- **Passage**
··········
Sadly I’m not so lucky.

My brain seems to stay on high alert.

I still wake up if I hear someone sleep talking, the boiler kicking in, someone getting a glass of water or any minor changes in lighting that may occur. 

My ears twitch like a spaniel at the sound of a light being switched off – two miles away. 

I have become the human version of a home alarm monitoring system.

Sensitive to any household changes, ready to collect and process data at any time of night.

The odd thing is, if anyone does come into our bedroom at night, without my glasses, I have no idea who they are.

But I am awake and I hear them approaching.

I have tried to improve my sleep, backed off late night coffee, alcohol and water.

I have even tried meditation and mindfulness.

As yet, I'm in no where near a breakthrough and I am aware that the pressure is on.

By the time I master this process, I will have reached an age when it’s not my kids waking me up but my 50-plus bladder.

What are your starter rules?

When did the following sentence become so complicated: Who’s having a starter?

On a recent night out having curry with some old school friends, that statement ground us to a conversation standstill.

It can lead on to such statements as, ‘if I have a starter, I won’t eat my main.’

Or the other offering which is ‘if I have a starter, I won’t have pudding.’

None of which is very interesting until someone adds that they’ll have their starter – onion bhajis – with their main.

This, I point out, means that the starter is no longer a starter, it is in fact now a side, which makes little difference to the waiting staff but seems worthy of a small clarification.

What’s wrong with the starter? I like the amuse bouche – had to Google that.

There is need for some order, the world’s changing at speed and it seems worthwhile to put some boundaries around this out-of-control chat.

I hereby propose starters are for Saturday nights only, every other day they can be either a side, or in their own right as a small main.

Pudding or dessert is only required for Friday and Saturday nights.

My wife read this and asked ‘what about sharing a pudding?’ 

I informed her no man ever wants to do that.
··········
- **Provided material**
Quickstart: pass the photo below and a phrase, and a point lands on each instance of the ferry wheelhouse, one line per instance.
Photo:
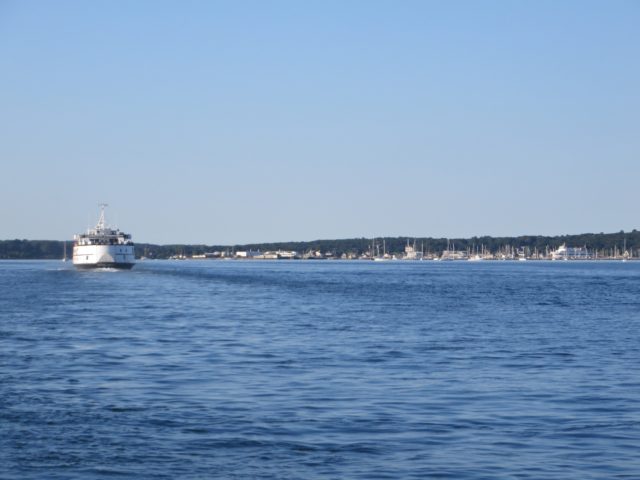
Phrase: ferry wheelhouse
··········
- **Required tasks**
(a) Turn the paragraph of the passage that begins "I still wake up" into a short list, keeping its main facts.
(b) Decide whether each statement agrees with the passage. Answer yes or no, and quote the words of the passage that settle it.
(i) The writer has cut back on late night coffee.
(ii) The writer proposes that starters be kept for Friday nights only.
(iii) The curry night was with work colleagues.
(c) Copy the passage between "None of which" and "this out-of-control chat.", inclusive, and change "onion bhajis" to "samosas".
The material has no connection to the passage.

- **Task-by-task answers**
(a)
The writer still wakes up on hearing:
- someone sleep talking
- the boiler kicking in
- someone getting a glass of water
- any minor changes in lighting

(b)
(i) Yes: "backed off late night coffee, alcohol and water."
(ii) No: "I hereby propose starters are for Saturday nights only"
(iii) No: "having curry with some old school friends"

(c)
None of which is very interesting until someone adds that they’ll have their starter – samosas – with their main.

This, I point out, means that the starter is no longer a starter, it is in fact now a side, which makes little difference to the waiting staff but seems worthy of a small clarification.

What’s wrong with the starter? I like the amuse bouche – had to Google that.

There is need for some order, the world’s changing at speed and it seems worthwhile to put some boundaries around this out-of-control chat.